Word for word, give every line of the listing again.
Start of Block
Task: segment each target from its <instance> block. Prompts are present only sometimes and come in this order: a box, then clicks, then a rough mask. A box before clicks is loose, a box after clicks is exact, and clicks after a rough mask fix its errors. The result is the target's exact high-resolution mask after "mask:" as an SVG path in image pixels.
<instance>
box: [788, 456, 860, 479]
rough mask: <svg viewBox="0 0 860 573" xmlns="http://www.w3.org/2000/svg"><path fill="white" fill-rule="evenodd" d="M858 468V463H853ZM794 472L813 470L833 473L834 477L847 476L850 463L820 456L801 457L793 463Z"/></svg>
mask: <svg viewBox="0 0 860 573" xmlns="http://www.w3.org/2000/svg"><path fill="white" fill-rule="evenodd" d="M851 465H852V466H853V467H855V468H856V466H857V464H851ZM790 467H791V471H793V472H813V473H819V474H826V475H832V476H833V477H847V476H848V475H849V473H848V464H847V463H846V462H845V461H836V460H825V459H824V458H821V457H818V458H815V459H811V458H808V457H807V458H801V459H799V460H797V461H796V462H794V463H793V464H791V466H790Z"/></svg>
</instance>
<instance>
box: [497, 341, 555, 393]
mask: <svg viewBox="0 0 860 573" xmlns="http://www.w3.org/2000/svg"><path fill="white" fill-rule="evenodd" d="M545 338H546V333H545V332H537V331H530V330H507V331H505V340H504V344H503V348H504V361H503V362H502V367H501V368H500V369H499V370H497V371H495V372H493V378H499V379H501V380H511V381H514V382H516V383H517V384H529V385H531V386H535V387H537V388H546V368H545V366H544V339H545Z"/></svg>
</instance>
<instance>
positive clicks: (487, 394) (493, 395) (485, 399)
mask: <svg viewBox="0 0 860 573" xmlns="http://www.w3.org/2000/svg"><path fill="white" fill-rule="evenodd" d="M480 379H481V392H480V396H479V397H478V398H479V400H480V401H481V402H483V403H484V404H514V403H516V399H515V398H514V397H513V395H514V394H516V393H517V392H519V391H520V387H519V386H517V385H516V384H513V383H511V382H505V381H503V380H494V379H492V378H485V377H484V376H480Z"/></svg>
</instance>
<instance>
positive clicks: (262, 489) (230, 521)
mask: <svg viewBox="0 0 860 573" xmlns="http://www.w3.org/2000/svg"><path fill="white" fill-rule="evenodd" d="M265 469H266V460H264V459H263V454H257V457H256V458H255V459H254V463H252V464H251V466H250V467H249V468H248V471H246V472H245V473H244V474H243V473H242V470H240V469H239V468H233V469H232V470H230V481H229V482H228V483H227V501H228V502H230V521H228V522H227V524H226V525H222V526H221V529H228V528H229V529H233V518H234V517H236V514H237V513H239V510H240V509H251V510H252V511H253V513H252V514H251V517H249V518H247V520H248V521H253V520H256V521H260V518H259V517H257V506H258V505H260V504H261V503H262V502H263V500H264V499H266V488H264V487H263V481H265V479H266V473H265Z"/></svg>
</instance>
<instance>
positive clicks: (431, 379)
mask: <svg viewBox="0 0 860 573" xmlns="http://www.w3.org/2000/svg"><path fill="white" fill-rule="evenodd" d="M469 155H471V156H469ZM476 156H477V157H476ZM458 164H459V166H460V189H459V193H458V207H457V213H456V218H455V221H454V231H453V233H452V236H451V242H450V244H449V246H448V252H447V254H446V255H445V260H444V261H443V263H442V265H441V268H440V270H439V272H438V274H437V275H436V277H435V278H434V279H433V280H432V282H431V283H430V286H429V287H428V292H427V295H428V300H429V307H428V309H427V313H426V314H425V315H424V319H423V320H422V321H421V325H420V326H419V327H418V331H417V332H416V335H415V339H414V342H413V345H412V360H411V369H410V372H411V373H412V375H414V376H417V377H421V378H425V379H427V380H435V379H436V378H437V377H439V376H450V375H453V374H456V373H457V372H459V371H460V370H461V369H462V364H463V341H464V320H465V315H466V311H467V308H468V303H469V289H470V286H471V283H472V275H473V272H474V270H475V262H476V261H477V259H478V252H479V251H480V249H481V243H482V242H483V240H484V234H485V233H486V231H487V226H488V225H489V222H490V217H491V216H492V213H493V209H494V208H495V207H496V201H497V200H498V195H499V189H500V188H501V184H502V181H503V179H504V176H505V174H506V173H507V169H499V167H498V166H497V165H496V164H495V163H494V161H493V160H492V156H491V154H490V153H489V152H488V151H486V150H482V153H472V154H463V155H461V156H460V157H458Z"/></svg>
End of Block
** Expected answer **
Task: segment each target from its <instance> block. Prompts are present only sometimes and come in this order: a box, then clicks, then a rough mask. A box before clicks is loose, a box after clicks is exact, and clicks after a rough mask fix its errors. The result is the target's exact high-resolution mask after "mask:" as an SVG path in image pixels.
<instance>
box: [788, 456, 860, 479]
rough mask: <svg viewBox="0 0 860 573" xmlns="http://www.w3.org/2000/svg"><path fill="white" fill-rule="evenodd" d="M858 468V463H853ZM794 472L813 470L833 473L834 477L847 476L850 463L820 456L801 457L793 463Z"/></svg>
mask: <svg viewBox="0 0 860 573" xmlns="http://www.w3.org/2000/svg"><path fill="white" fill-rule="evenodd" d="M851 465H852V466H853V467H855V468H856V466H857V464H851ZM790 467H791V471H793V472H813V473H819V474H826V475H832V476H833V477H847V476H848V475H849V473H848V464H847V463H846V462H845V461H836V460H825V459H824V458H821V457H818V458H815V459H811V458H808V457H807V458H801V459H799V460H797V461H796V462H794V463H793V464H791V466H790Z"/></svg>
</instance>
<instance>
box: [497, 341, 555, 393]
mask: <svg viewBox="0 0 860 573" xmlns="http://www.w3.org/2000/svg"><path fill="white" fill-rule="evenodd" d="M545 338H546V333H545V332H537V331H530V330H507V331H505V340H504V344H503V348H504V361H503V362H502V367H501V368H500V369H499V370H497V371H495V372H493V378H499V379H501V380H511V381H514V382H516V383H517V384H529V385H531V386H535V387H537V388H546V368H545V366H544V339H545Z"/></svg>
</instance>
<instance>
positive clicks: (487, 394) (493, 395) (485, 399)
mask: <svg viewBox="0 0 860 573" xmlns="http://www.w3.org/2000/svg"><path fill="white" fill-rule="evenodd" d="M480 379H481V392H480V396H479V397H478V398H479V400H480V401H481V402H483V403H484V404H514V403H516V399H515V398H514V397H513V395H514V394H516V393H517V392H519V391H520V387H519V386H517V385H516V384H513V383H511V382H505V381H503V380H494V379H492V378H485V377H484V376H480Z"/></svg>
</instance>
<instance>
positive clicks: (262, 489) (230, 521)
mask: <svg viewBox="0 0 860 573" xmlns="http://www.w3.org/2000/svg"><path fill="white" fill-rule="evenodd" d="M265 469H266V460H264V459H263V454H257V457H256V458H255V459H254V463H252V464H251V466H250V467H249V468H248V471H246V472H245V473H244V474H243V473H242V470H240V469H239V468H233V469H232V470H230V481H229V482H228V483H227V501H228V502H230V521H228V522H227V524H226V525H222V526H221V529H228V528H229V529H233V518H234V517H236V514H237V513H239V510H240V509H251V510H252V511H253V513H252V514H251V517H249V518H247V520H248V521H253V520H256V521H260V518H259V517H257V506H258V505H260V504H261V503H262V502H263V500H264V499H266V488H264V487H263V481H265V479H266V473H265Z"/></svg>
</instance>
<instance>
positive clicks: (431, 379)
mask: <svg viewBox="0 0 860 573" xmlns="http://www.w3.org/2000/svg"><path fill="white" fill-rule="evenodd" d="M469 155H471V156H469ZM476 156H477V157H476ZM458 164H459V166H460V189H459V193H458V207H457V213H456V218H455V221H454V231H453V233H452V236H451V242H450V244H449V246H448V252H447V254H446V255H445V260H444V261H443V263H442V265H441V268H440V270H439V272H438V274H437V275H436V277H435V278H434V279H433V280H432V282H431V283H430V286H429V287H428V292H427V295H428V300H429V307H428V309H427V313H426V314H425V315H424V319H423V320H422V321H421V325H420V326H419V327H418V331H417V332H416V335H415V339H414V342H413V345H412V360H411V369H410V372H411V373H412V375H414V376H417V377H421V378H425V379H427V380H435V379H436V378H437V377H439V376H450V375H453V374H456V373H457V372H459V371H460V370H461V369H462V364H463V341H464V320H465V315H466V311H467V308H468V303H469V289H470V286H471V283H472V275H473V272H474V270H475V262H476V261H477V259H478V252H479V251H480V249H481V243H482V242H483V240H484V234H485V233H486V231H487V226H488V225H489V222H490V217H491V216H492V213H493V209H494V208H495V207H496V201H497V200H498V195H499V189H500V188H501V184H502V181H503V179H504V176H505V174H506V173H507V169H499V167H498V166H497V165H496V164H495V163H494V161H493V160H492V156H491V154H490V153H489V152H488V151H486V150H482V153H472V154H463V155H461V156H460V157H458Z"/></svg>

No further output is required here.